◆ DOCUMENT ◆
◇ ◇ ◇ ◇ ◇

News / Europe

Czech Left Heads for Election Win

A leader of ANO 2011 movement Andrej Babis (C) hands out donuts during an election campaign rally at a subway station in Prague, Oct. 23, 2013.
A leader of ANO 2011 movement Andrej Babis (C) hands out donuts during an election campaign rally at a subway station in Prague, Oct. 23, 2013.
The Czech Republic looks sure to swing left in this weekend's early election when voters punish center-right parties for spending cuts and graft scandals that have marred their nearly seven-year rule.
Opinion polls show the Social Democrats, led by ex-finance minister Bohuslav Sobotka, emerging as the largest party with about 26 percent but they will need a coalition partner.
New anti-establishment parties tapping into Czechs' frustration with sleaze are also expected to score well and this may complicate the coalition talks.
The central European country of 10.5 million people has started to emerge slowly from six quarters of recession but the outlook for economic growth remains weak as households are reluctant to spend.

◇ ◇ ◇ ◇ ◇

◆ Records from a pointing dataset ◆

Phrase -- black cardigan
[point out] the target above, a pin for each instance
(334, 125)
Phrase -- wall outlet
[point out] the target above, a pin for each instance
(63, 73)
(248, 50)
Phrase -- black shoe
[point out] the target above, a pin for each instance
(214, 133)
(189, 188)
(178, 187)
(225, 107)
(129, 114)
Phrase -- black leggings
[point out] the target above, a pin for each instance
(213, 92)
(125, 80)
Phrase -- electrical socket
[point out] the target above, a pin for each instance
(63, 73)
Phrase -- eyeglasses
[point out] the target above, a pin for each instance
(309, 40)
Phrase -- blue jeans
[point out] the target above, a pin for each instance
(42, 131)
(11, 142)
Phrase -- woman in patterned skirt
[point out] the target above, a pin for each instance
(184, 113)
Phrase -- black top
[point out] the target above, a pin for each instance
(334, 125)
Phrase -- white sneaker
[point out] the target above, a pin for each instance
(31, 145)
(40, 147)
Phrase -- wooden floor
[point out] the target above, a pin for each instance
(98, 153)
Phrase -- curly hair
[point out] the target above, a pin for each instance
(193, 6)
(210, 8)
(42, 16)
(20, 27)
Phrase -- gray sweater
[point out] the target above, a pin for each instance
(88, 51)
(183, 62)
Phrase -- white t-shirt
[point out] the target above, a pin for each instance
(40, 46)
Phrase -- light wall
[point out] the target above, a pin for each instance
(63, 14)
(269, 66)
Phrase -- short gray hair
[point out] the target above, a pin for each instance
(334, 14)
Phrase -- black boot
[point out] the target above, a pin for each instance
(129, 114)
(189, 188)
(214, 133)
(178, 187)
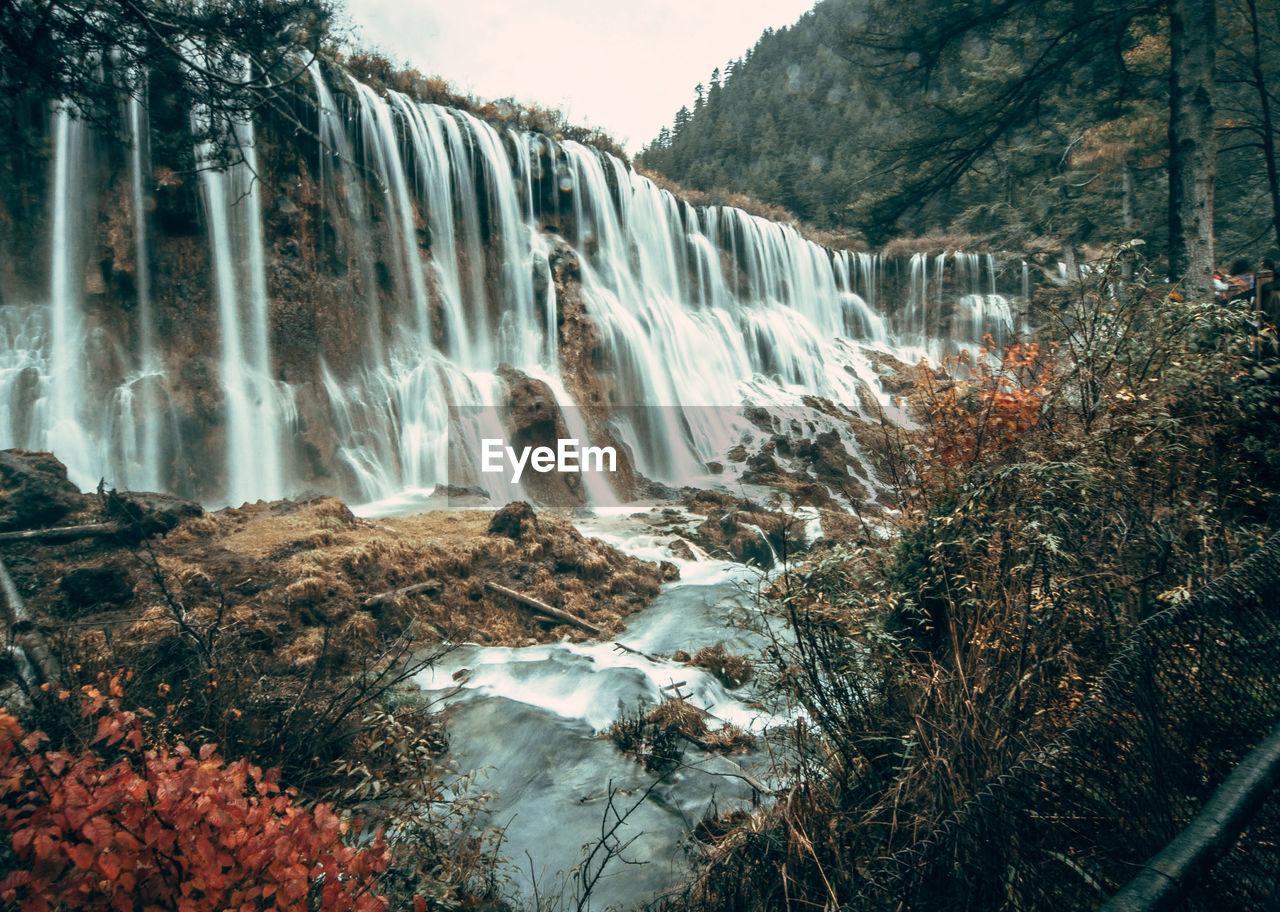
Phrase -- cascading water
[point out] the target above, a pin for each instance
(63, 419)
(257, 409)
(456, 235)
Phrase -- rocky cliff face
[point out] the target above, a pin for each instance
(342, 311)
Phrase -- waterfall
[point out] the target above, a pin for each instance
(256, 410)
(64, 420)
(141, 400)
(446, 241)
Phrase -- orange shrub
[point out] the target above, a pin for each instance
(167, 830)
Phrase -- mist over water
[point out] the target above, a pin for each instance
(460, 237)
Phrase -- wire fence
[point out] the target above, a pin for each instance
(1193, 691)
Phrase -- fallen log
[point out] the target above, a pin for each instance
(403, 591)
(63, 533)
(544, 609)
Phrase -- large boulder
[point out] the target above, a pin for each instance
(513, 520)
(150, 514)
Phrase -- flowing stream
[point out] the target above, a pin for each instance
(533, 719)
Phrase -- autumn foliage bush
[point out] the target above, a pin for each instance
(118, 825)
(1051, 500)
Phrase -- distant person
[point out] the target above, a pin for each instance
(1269, 291)
(1240, 282)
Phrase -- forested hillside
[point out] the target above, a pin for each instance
(858, 118)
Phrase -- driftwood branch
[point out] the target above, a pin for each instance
(545, 610)
(1215, 829)
(62, 533)
(403, 591)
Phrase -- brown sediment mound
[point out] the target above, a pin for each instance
(744, 530)
(316, 564)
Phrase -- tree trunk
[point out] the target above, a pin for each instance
(1192, 32)
(1269, 140)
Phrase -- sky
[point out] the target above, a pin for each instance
(622, 65)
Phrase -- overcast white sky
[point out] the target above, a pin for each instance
(626, 65)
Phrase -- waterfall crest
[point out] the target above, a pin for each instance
(360, 319)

◇ ◇ ◇ ◇ ◇

◆ REQUESTS ◆
1 - Can you copy the Czech election article word for word between "New anti-establishment parties" and "the coalition talks.", inclusive?
2 - Would you carry on with the article about the Czech election, starting right after its final sentence?

◆ ANSWERS TO THE EXERCISES ◆
1 -
New anti-establishment parties tapping into Czechs' frustration with sleaze are also expected to score well and this may complicate the coalition talks.

2 -
The Social Democrats plan to help poorer Czechs by rolling back the previous government's unpopular pensions and healthcare reforms. They want to raise taxes for big firms and top earners to keep the budget deficit below 3 percent of national output.
Sobotka, 42, has broken a taboo by saying he is ready to form a minority cabinet that would be supported in parliament by the Communists, who have not had any share in power since their totalitarian rule ended in the 1989 “Velvet Revolution.”
Sobotka believes his party needs at least 30 percent of the vote for a minority government to function successfully with the backing of the Communists, who polls show becoming the second biggest party with 18 percent of the vote.
“The only election result that makes sense for us is a strong mandate to form a government,” he said on Wednesday.
But he may instead have to turn to one of the newer parties, such as the centrist ANO (Yes) movement of business tycoon Andrej Babis, whose anti-graft message has struck a chord with  voters. ANO is tipped to pick up 16.5 percent of the vote.
“I will vote for Babis. He has enough [wealth] so he doesn't need to steal... I voted before for the [center-right] Civic Democrats, but that is just impossible now,” said Michael Turek, 27, a teacher.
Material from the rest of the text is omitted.